Directive 1 – In the passage on splitting data into chunks, rewrite the part from "In more recent" to "range(0, len(my_list), chunk_size))", replacing "my_list" with "items".
Directive 2 –
Answer these questions from the passage on splitting data into chunks:
(a) Depending on the incomplete mode, what three things can happen to an incomplete last chunk?
(b) Which exception does the batched recipe raise when n is less than one?
(c) Besides handling the last chunk as desired, what does the less general solution preserve?

This won't work well when the last chunk is incomplete though, as, depending on the incomplete mode, it will either fill up the last chunk with a fill value, raise an exception, or silently drop the incomplete chunk.

In more recent versions of the recipes they added the batched recipe that does exactly what you want:

def batched(iterable, n):
    "Batch data into tuples of length n. The last batch may be shorter."
    # batched('ABCDEFG', 3) --> ABC DEF G
    if n < 1:
        raise ValueError('n must be at least one')
    it = iter(iterable)
    while (batch := tuple(islice(it, n))):
        yield batch

Finally, a less general solution that only works on sequences but does handle the last chunk as desired and preserves the type of the original sequence is:

(my_list[i:i + chunk_size] for i in range(0, len(my_list), chunk_size))

Extracted material –
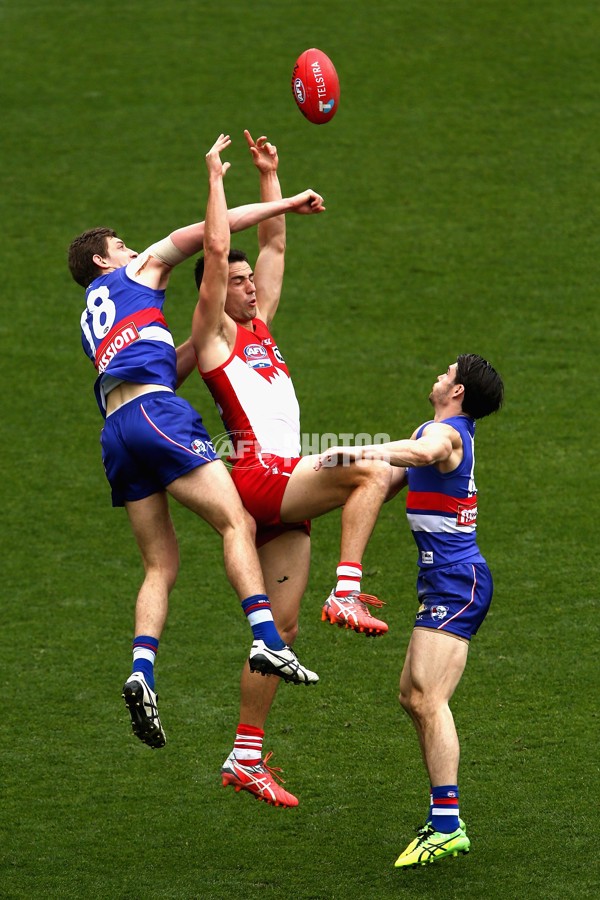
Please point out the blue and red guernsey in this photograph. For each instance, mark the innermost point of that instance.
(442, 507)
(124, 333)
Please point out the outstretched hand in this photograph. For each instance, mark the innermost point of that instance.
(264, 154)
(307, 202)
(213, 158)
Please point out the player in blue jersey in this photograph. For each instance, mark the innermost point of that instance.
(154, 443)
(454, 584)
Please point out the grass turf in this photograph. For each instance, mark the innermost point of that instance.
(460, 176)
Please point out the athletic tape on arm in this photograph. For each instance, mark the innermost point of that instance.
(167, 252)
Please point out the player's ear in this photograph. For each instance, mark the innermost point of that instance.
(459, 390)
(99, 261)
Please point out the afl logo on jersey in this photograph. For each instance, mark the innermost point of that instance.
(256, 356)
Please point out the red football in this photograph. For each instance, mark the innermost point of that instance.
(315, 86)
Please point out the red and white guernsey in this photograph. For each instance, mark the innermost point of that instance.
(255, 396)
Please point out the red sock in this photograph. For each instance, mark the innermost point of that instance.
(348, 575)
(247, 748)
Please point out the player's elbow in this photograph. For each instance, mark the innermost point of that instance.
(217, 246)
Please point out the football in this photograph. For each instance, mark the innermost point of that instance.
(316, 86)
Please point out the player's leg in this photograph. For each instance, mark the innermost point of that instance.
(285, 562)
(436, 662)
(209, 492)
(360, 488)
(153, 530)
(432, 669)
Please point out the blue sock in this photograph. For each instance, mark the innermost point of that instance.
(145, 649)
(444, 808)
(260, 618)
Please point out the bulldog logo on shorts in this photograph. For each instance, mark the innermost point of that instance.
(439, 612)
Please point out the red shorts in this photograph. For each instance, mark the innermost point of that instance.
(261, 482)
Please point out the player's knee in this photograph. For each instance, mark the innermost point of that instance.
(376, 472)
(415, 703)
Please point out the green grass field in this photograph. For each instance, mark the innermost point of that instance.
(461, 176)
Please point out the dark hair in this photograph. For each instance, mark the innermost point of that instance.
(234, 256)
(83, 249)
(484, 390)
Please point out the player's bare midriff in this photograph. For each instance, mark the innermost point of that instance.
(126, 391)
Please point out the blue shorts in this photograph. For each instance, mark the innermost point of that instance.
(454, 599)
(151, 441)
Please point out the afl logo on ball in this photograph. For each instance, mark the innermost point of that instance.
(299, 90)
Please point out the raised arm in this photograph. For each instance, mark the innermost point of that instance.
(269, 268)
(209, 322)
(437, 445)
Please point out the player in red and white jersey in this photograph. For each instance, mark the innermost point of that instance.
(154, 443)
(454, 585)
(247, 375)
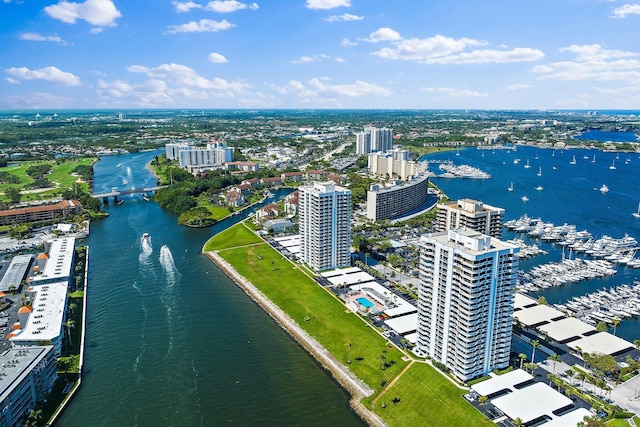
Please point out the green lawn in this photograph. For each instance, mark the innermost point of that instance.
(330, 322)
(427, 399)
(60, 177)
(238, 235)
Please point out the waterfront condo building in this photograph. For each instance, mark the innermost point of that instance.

Correct result 1 –
In more recent versions of the recipes they added the batched recipe that does exactly what you want:

def batched(iterable, n):
    "Batch data into tuples of length n. The last batch may be shorter."
    # batched('ABCDEFG', 3) --> ABC DEF G
    if n < 1:
        raise ValueError('n must be at least one')
    it = iter(iterable)
    while (batch := tuple(islice(it, n))):
        yield batch

Finally, a less general solution that only works on sequences but does handle the last chunk as desired and preserves the type of the original sequence is:

(items[i:i + chunk_size] for i in range(0, len(items), chunk_size))

Correct result 2 –
(a) The last chunk is filled up with a fill value, an exception is raised, or the incomplete chunk is silently dropped.
(b) ValueError.
(c) The type of the original sequence.